# What is required:
Copy out the lines of the material below, from the line containing "Definition first: for each instance of the yellow" through the line containing "Query: yellow dandelion flower", both included, with nothing changed.

# Input records:
○ ○ ○ ○ ○ ○ ○

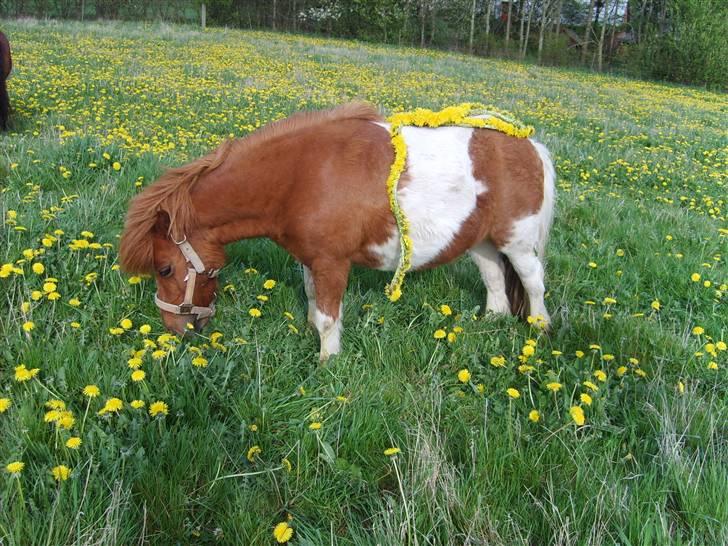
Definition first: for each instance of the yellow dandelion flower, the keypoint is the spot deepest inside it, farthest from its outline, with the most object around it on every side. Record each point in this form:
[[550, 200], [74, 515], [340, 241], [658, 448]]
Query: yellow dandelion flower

○ ○ ○ ○ ○ ○ ○

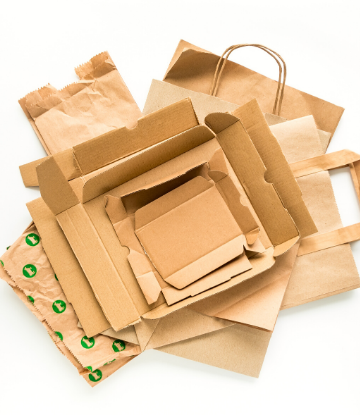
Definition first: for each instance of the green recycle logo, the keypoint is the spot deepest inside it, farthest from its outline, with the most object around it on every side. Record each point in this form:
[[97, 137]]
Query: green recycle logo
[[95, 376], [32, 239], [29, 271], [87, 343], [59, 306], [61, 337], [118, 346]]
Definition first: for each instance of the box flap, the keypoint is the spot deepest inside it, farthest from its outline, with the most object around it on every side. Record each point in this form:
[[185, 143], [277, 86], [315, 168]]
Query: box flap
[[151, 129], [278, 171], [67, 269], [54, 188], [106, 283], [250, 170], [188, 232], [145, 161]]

○ ○ ○ ○ ○ ○ ○

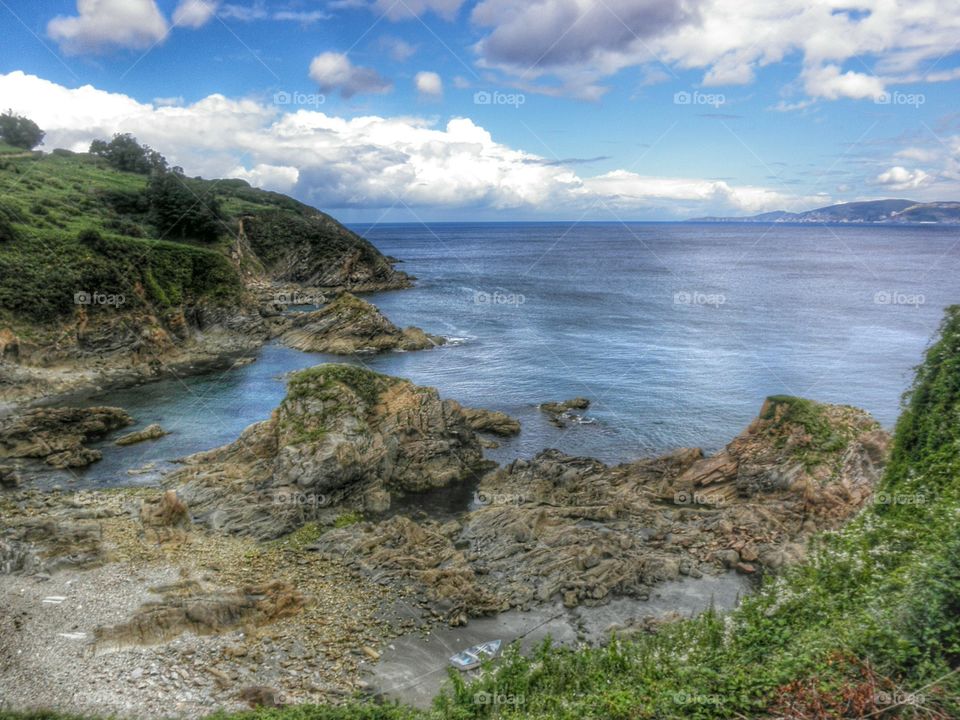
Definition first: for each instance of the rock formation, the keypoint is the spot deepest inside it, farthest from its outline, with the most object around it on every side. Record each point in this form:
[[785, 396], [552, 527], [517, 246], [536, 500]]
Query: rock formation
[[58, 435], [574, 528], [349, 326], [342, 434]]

○ ○ ○ ○ ○ ○ ○

# Exercise output:
Definition first: for each instance of the yellow dandelion flower, the keypoint is the spot deepest inside it, farthest from its outline, with the most object around it on every side. Record each point in this form:
[[550, 200], [74, 515], [340, 241], [658, 448]]
Query: yellow dandelion flower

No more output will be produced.